==== Selected passage ====
3,515 posts, read 3,802,652 times
Reputation: 1814
Quote:
Originally Posted by NWOH View Post
Thanks for the quick replies and varying perspectives on Kettering and Beavercreek! We don't necessarily mind paying taxes in order to get good city services, which seems to be a positive in Kettering with their parks, city services and sidewalks (we are moving from a city with a 2.5% income tax). However, not having to pay income tax by living in Beavercreek would be a big saving, plus we'd be closer to the base and bike trails. And the overall impression I get is that Beavercreek schools out rank Kettering.

Wrightflyer, thanks for the info on older Beavercreek neighborhoods. I'd also be interested in learning more about the area bounded by grange (west), kemp (north), north fairfield (east), and dayton-xenia (south). Seems like there are many houses within our price range (or below which is a plus!) as well as on the east side of north fairfiled by the high school.

A few specific questions on my mind:
- I've gotten the impression some of the older parts of Beavercreek are not well taken care of by the residents (i.e. poorly maintained houses and multiple cars parked in yards). Does this impression ring true?
- Oakwood seems really appealing with kids walking to school, a community focus on education and great sense of community. The east side of 48 has houses within our price range and we don't mind the small size. However, is the community welcoming to newcomers? Is everyone there trying to keep up with Joneses? Overall it seems like Oakwood has great city services and schools for the high taxes they pay, we don't mind spending money on a community but we aren't interested in trying to fit in by obtaining possessions (or having our kids group up with that mentality). Also are the areas around Oakwood, especially North and East particularly, unsavory (i.e., I wouldn't want to go for a walk there or feel safe having kids walk there)?
==== Source material ====
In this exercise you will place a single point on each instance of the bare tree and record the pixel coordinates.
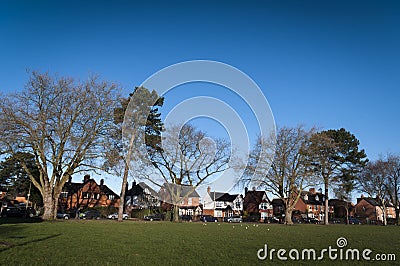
====
== The tasks ==
• a. Answer these about the forum post:
(i) What income tax rate does the city the writer is moving from have?
(ii) Which road marks the north edge of the Beavercreek area the writer asks about?
(iii) On which side of 48 in Oakwood are there houses in the writer's price range?
• b. Copy word for word the part of the forum post starting with "A few specific" and going on through "impression ring true?".
• c. Resume the forum post about Kettering, Beavercreek and Oakwood from the point where it stops.
The material has nothing to do with the forum post.

== Solved problems ==
• a.
(i) 2.5%
(ii) Kemp
(iii) The east side

• b.
A few specific questions on my mind:
- I've gotten the impression some of the older parts of Beavercreek are not well taken care of by the residents (i.e. poorly maintained houses and multiple cars parked in yards). Does this impression ring true?

• c.
wrightflyer and hensleya1, who is currently looking for a house in Beavercreek, posted and are probably going to be your best info sources there. I don't think I'd be able to add much info.

As for Oakwood, I'd agree with Joe's analysis, but wrightflyer does have some good, true points.
The city government there does work like a giant HOA, which has benefits and drawbacks. It's certainly welcoming to newcomers, it is a popular spot to relocate to in the Dayton area and people are always moving in and out. I would not agree that people in Oakwood are materialistic or overly concerned about status. Keep in mind you are moving to Dayton, OH, not the Hamptons, coastal LA, or even Indian Hill in Cincinnati. Oakwood people aren't pretentious.

The one question the posters did not address as much is Oakwood safety, so I'll provide some info.
Crime in Oakwood is basically non-existent. This is because it is up on a hill, surrounded by good areas (and even then since it is on the hill it is isolated from the communities which it is surrounded by too). The policing there is excellent, and a strong presence. There are always police eyes on the street, and neighborhood watch, etc. The big upside is that you can let your elementary school aged child walk home from school and not worry. So no, there is no place in Oakwood where it feels unsavory.


Overall, given your criteria I wouldn't overlook Oakwood or Carriage Trails in addition to Beavercreek or Kettering. Too many factors line up that make these places work for your needs.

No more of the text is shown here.